Task description:
Can you edit the items below so that every "Drop a single dot" becomes "Place one marker", with nothing else altered?

Entries from a point annotation set:
──────────
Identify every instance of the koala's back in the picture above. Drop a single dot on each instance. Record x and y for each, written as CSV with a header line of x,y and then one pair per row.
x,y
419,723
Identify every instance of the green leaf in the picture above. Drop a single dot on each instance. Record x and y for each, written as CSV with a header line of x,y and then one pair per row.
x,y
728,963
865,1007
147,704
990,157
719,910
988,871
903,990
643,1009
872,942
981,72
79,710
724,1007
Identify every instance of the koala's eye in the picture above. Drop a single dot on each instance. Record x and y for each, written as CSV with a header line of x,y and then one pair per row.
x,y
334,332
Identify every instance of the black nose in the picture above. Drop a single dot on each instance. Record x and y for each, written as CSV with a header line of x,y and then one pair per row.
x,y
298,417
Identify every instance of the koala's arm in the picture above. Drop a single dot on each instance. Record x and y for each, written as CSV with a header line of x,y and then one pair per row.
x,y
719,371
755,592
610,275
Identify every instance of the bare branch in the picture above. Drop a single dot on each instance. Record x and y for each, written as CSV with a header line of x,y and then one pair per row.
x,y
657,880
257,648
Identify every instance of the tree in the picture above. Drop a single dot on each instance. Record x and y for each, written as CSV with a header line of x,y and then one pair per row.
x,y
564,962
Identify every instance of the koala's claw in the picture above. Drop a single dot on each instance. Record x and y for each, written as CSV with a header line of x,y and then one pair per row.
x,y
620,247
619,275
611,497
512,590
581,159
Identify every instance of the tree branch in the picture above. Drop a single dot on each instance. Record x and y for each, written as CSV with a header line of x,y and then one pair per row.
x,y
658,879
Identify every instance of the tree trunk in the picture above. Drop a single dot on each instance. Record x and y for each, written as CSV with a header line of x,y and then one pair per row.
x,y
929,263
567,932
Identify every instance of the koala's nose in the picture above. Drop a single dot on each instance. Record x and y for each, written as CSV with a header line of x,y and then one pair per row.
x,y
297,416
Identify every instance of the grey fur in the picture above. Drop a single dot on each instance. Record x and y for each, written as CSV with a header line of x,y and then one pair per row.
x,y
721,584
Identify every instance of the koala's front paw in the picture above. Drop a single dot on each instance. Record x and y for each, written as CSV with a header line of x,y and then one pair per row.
──────────
Task output:
Identify every instance of the koala's back in the picture above. Place one marker on each instance. Record x and y for each, written as CSV with a header line of x,y and then one pair per row.
x,y
419,723
Identify every instance of the green leaf in the picture above. Place one marker on each instance. Record x and y for each, written as CSV with a header line of x,y and then one pair per row.
x,y
728,963
865,1007
147,704
990,157
719,910
988,871
903,990
643,1009
872,942
981,72
79,710
724,1007
Identify every instance of the koala's eye in the picture above. Place one marker on each instance. Record x and y for each, written as CSV with a header line of x,y and then one pair per row.
x,y
334,332
Identify every instance of the black nose in the picture above. Place one marker on each instance. Record x and y for each, written as CSV with a header line of x,y and then one pair per row.
x,y
298,417
Identify every instance of the koala's arm in the picture above. Place one marker on each instance. Record x and y for each, written as CSV with a header line of x,y and then one pair per row.
x,y
719,371
755,592
610,275
Identify every instance of the bare branch in the picture above. Place one marker on each instance. Record x and y for each, written as CSV with a header line of x,y and then one pair per row.
x,y
657,880
257,648
Identify every instance of the tree in the picture above. Place one marker on each instance. Record x and y for each, written as CSV with a header line of x,y and then one pair per row.
x,y
564,962
Identify every instance of the koala's claw in the picture above. Place one marker on each instance. Record x and y for each, written as CSV with a header line of x,y and then one pair per row.
x,y
620,247
619,275
611,497
512,590
581,159
Identify every instance of the tree branch in the picture above. Place one marker on each instance. Record x and y for each, written as CSV with a header line of x,y and then one pair per row.
x,y
658,879
Identify every instance of the tree trunk in the picture above. Place one marker on each instance. Record x and y for each, written as CSV with a header line of x,y and then one pair per row.
x,y
929,263
567,932
Identify every instance of the koala's nose in the picture above. Place one marker on each instance. Record x and y for each, written as CSV with a header line of x,y and then one pair per row.
x,y
297,416
Identify every instance of the grey fur in the picture above. Place one marker on each instance. Record x and y for each, written as CSV with a header line of x,y and then one pair per row.
x,y
721,584
Identify every instance of the koala's front paw in the picture above. Place one marker on each instance. Record x and y for each, written as CSV with a header line of x,y and then one pair per row.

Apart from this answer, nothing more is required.